### Work to complete
Please reproduce the entries below exactly from the line holding "of the wall-mounted" through the last line, both included, and omit any pictures.

━━ Data in this exercise

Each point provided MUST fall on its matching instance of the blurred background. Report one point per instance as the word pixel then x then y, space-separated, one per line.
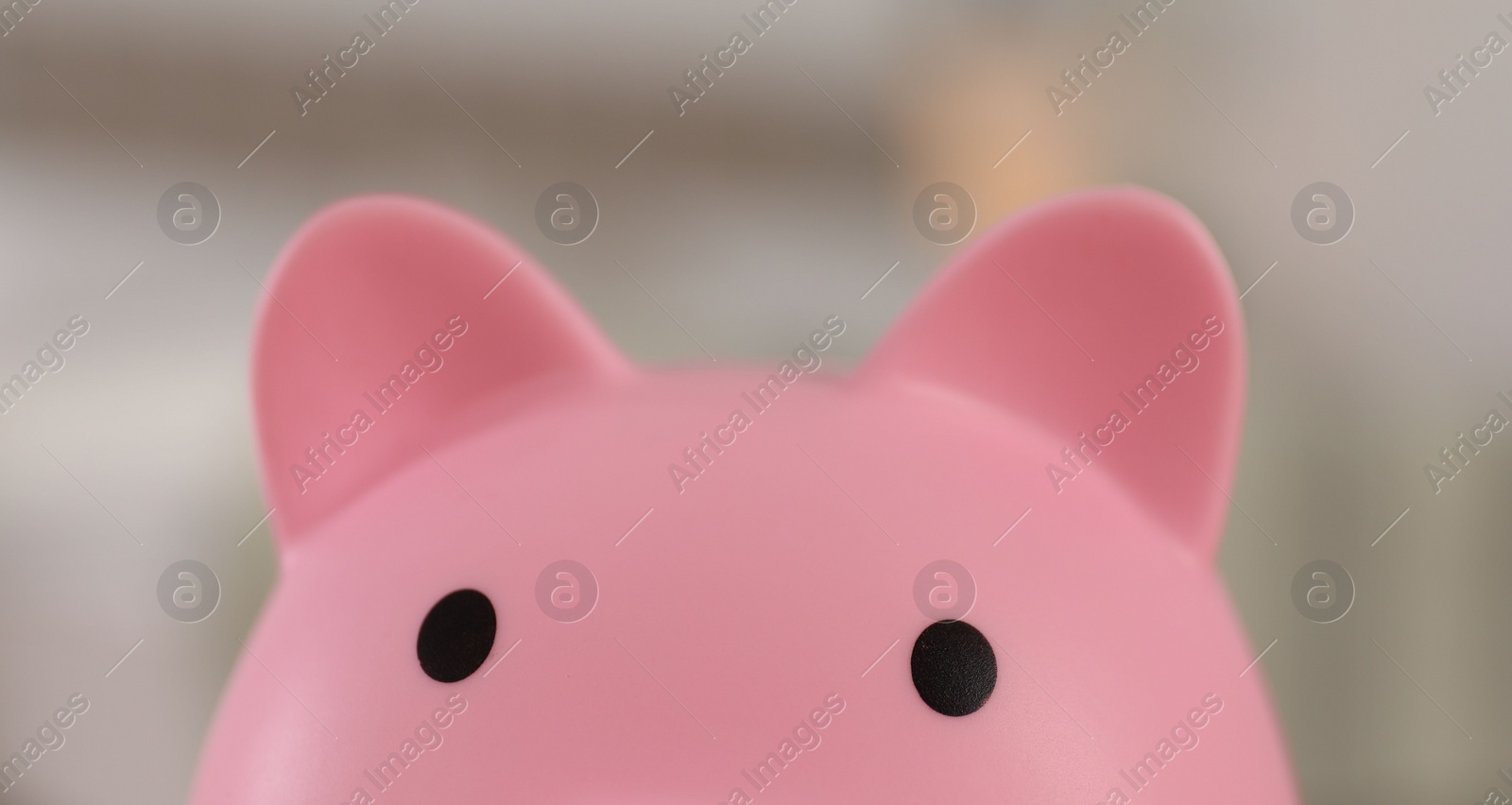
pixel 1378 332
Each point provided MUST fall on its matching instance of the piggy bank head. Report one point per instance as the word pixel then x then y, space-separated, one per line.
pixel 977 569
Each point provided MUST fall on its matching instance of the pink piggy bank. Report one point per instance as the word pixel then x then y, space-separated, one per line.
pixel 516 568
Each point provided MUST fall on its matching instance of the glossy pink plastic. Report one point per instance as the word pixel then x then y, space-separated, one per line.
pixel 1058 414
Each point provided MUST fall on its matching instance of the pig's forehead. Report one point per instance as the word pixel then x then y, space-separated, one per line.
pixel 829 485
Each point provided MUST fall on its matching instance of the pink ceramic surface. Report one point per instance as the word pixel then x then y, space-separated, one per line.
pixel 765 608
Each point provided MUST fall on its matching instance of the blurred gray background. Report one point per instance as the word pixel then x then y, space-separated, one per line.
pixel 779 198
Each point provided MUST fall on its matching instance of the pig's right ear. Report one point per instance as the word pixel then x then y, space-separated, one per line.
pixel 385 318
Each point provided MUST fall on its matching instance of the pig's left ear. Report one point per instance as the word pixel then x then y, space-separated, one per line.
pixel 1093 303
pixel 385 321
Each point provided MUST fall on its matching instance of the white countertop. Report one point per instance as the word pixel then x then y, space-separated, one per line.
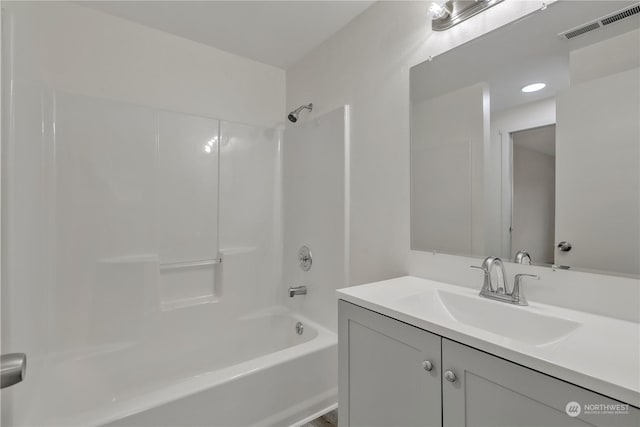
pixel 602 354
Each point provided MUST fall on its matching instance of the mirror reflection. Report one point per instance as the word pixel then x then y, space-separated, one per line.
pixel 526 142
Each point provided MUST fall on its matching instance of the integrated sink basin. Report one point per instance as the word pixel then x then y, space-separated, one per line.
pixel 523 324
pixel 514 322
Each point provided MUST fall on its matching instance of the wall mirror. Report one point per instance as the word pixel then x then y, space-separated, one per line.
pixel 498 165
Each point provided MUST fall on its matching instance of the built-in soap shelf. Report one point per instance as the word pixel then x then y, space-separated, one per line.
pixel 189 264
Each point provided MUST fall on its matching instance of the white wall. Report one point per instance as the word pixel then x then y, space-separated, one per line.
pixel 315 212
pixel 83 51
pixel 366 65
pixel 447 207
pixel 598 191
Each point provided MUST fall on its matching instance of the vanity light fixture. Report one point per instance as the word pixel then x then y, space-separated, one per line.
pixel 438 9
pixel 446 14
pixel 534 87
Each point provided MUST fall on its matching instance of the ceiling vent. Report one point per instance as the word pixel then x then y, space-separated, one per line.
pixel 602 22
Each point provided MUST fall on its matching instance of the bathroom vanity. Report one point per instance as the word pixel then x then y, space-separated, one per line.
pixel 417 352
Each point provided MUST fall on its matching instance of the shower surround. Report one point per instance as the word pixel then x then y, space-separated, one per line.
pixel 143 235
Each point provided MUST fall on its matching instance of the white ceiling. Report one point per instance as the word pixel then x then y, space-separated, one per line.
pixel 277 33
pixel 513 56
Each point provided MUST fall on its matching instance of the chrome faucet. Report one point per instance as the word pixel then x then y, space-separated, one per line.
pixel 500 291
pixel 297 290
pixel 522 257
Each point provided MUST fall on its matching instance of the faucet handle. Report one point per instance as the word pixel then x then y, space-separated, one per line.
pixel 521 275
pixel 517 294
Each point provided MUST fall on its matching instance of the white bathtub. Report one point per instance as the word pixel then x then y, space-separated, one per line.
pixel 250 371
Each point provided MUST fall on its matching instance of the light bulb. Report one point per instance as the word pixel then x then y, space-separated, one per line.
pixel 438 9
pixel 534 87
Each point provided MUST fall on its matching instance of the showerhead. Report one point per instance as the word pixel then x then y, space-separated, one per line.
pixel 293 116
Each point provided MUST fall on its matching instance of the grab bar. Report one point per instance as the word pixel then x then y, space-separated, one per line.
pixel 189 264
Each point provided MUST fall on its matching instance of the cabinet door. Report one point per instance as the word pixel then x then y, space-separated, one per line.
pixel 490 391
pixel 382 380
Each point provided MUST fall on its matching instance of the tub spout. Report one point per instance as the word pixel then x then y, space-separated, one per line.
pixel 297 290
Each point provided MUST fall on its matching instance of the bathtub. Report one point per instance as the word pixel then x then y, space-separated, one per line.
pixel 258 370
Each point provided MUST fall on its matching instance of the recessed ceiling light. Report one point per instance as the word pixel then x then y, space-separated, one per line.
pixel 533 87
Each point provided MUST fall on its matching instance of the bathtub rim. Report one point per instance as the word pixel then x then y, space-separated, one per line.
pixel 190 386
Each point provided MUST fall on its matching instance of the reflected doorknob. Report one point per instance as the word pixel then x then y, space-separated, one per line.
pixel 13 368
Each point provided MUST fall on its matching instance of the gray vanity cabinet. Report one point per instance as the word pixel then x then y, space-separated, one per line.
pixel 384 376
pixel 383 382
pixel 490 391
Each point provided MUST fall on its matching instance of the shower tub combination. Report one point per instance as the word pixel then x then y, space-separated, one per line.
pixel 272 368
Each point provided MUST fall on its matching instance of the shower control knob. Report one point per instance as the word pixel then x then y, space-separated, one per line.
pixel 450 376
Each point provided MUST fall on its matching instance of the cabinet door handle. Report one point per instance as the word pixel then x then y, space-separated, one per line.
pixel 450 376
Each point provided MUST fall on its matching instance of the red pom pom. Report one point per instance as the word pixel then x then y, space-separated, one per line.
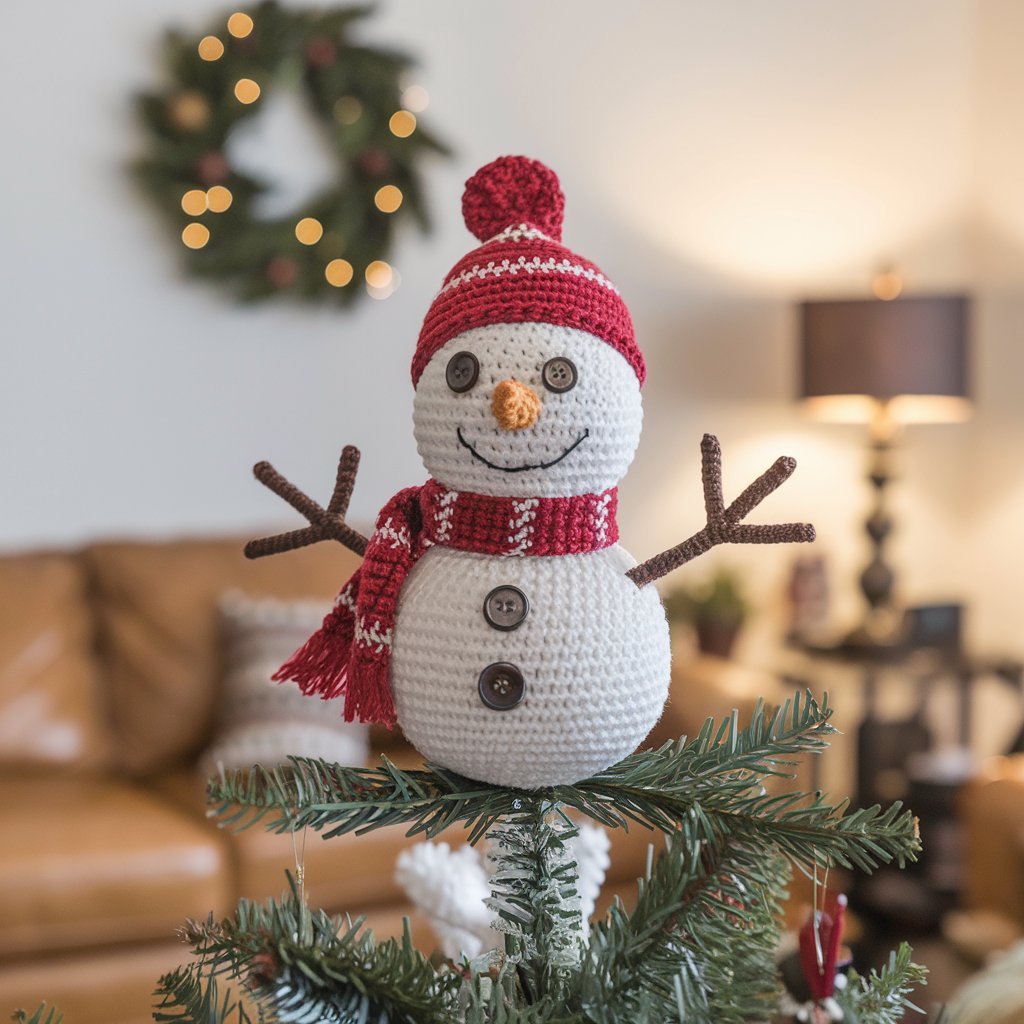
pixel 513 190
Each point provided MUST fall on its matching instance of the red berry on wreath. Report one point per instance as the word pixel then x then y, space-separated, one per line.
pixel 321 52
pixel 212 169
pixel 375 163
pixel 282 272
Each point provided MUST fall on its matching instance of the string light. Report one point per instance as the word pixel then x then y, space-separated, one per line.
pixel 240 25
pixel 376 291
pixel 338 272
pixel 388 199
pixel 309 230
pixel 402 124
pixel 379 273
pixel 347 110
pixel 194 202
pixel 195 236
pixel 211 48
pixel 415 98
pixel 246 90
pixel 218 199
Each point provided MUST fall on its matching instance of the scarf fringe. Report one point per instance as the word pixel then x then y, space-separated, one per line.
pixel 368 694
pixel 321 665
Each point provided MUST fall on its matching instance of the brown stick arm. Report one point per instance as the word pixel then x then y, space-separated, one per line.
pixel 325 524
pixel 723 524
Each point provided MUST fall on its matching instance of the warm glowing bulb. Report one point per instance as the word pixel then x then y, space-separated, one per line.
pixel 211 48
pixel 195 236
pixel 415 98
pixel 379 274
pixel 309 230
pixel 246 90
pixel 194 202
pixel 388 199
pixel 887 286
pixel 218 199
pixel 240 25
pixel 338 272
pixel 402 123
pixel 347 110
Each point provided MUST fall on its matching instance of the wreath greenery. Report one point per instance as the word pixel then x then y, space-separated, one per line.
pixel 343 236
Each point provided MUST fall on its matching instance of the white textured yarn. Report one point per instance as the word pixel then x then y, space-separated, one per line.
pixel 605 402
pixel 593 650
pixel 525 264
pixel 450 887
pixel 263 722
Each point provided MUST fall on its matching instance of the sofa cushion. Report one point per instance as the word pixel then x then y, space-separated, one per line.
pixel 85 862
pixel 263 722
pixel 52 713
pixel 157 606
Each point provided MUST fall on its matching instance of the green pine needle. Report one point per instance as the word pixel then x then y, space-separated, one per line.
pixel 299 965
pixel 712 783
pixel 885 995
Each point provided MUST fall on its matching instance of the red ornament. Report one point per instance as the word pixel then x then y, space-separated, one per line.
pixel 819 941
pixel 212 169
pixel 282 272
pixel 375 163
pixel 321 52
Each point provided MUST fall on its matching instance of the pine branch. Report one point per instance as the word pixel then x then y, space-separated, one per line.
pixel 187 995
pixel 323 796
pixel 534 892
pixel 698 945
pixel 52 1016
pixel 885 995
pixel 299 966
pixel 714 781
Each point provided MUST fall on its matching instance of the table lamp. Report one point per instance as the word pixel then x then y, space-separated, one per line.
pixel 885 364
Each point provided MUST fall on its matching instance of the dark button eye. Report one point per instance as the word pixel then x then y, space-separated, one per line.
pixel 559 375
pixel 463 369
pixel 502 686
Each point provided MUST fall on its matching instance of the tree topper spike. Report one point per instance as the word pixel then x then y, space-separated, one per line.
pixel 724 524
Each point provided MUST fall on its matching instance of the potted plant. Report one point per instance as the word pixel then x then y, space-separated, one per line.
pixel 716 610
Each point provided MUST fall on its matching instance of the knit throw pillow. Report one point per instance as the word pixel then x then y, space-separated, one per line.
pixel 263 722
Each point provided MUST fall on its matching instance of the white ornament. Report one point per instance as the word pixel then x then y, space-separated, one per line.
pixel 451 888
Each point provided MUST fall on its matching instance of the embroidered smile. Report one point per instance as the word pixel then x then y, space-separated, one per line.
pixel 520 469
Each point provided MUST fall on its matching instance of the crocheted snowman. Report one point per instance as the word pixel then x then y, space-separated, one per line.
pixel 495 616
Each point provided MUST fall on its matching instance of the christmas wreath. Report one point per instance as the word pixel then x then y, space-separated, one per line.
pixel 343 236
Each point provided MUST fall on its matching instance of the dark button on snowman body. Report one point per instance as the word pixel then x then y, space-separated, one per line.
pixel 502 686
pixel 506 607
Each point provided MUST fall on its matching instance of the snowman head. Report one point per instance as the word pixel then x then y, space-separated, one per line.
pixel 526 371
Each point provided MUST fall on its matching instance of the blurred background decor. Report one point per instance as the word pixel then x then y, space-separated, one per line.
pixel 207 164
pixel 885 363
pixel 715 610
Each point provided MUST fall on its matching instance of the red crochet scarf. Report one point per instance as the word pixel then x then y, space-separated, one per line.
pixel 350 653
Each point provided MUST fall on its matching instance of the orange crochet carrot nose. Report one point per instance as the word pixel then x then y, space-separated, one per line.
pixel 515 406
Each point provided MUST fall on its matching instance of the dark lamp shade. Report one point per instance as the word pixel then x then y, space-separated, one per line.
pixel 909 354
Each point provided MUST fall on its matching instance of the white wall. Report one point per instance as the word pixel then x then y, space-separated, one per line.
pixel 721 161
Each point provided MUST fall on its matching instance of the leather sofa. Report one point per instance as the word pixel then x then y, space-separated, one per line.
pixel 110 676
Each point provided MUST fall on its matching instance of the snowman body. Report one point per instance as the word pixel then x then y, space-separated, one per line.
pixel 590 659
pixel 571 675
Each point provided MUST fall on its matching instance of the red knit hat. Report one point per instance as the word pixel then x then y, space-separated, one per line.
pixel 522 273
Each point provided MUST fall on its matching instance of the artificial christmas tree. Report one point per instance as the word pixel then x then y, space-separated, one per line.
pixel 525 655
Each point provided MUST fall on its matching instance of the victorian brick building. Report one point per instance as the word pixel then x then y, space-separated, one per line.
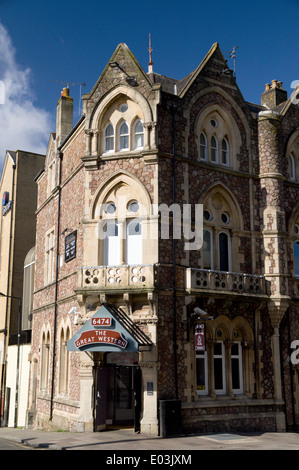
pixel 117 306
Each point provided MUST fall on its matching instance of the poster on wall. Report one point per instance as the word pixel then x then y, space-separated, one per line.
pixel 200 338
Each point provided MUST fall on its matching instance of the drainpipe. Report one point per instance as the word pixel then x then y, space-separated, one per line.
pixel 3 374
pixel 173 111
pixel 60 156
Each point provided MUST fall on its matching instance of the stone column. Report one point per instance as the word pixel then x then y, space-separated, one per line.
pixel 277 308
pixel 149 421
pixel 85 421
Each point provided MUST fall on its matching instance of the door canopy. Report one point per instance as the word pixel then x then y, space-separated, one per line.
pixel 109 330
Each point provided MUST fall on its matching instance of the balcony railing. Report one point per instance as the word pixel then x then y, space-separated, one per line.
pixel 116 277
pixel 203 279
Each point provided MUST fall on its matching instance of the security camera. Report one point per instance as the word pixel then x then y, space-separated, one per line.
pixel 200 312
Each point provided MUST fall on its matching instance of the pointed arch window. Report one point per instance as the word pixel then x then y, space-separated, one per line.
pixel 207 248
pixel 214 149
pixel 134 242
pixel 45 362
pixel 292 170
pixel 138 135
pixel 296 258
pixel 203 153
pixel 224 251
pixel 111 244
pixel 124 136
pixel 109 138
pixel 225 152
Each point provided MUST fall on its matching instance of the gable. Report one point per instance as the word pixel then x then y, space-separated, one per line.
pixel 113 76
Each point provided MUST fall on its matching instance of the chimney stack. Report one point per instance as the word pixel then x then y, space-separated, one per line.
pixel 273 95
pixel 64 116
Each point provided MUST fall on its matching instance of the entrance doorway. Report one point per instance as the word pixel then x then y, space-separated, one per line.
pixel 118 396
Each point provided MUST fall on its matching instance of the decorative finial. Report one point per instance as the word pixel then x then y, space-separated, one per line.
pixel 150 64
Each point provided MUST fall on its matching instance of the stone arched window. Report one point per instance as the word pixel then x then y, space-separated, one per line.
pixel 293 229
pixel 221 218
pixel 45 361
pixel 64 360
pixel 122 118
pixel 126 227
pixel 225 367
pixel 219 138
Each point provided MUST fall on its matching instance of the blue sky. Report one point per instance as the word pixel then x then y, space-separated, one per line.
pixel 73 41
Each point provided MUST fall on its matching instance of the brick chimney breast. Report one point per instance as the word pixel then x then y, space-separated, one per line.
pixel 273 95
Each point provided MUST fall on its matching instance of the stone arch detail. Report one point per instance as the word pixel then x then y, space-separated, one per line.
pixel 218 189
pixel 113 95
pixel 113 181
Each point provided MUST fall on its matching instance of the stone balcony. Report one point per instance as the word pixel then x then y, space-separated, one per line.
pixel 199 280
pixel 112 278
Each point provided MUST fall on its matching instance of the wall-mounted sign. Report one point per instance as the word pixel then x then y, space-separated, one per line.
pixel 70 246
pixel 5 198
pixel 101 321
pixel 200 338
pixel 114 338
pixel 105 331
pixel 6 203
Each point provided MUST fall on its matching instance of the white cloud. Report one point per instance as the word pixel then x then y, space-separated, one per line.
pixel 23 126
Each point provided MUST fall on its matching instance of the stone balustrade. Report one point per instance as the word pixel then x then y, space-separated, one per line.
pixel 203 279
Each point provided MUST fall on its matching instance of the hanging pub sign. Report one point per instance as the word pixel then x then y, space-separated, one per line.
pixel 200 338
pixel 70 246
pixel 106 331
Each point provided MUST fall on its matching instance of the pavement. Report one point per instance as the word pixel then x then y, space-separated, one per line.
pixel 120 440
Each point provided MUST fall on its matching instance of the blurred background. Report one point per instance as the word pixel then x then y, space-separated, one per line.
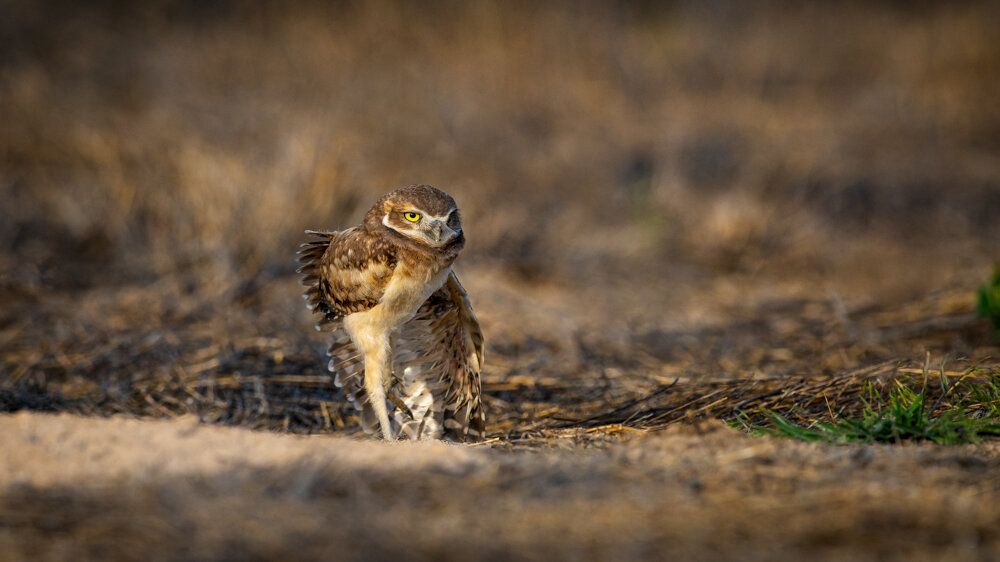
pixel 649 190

━━━━

### Solution for this problem
Each point provided MUST fall on its matching instance of the wall-mounted sign. Report one point per instance as the word pixel then x then y, space-separated, one per line.
pixel 70 246
pixel 5 198
pixel 101 321
pixel 200 338
pixel 114 338
pixel 105 331
pixel 6 203
Each point provided MUST fall on its matching instance of the white cloud. Report one point per instance as the word pixel then x then y, space-separated, one per line.
pixel 23 126
Each point provided MUST fall on its matching instance of the stone balustrade. Report one point per instance as the word pixel then x then y, space-separated, one per line.
pixel 203 279
Each point provided MUST fall on its matching instance of the hanging pub sign. Report one point per instance as the word pixel then x then y, space-separated, one per line.
pixel 200 338
pixel 70 246
pixel 106 331
Each point provided MUST fall on its matching instance of the pavement. Report one point per instance as the word pixel then x then y, space-separated, one per line.
pixel 120 440
Each point provided MUST fall on its matching instance of the blurred background. Report one point per instance as the word pixel then x then y, space-separated, one per line.
pixel 649 190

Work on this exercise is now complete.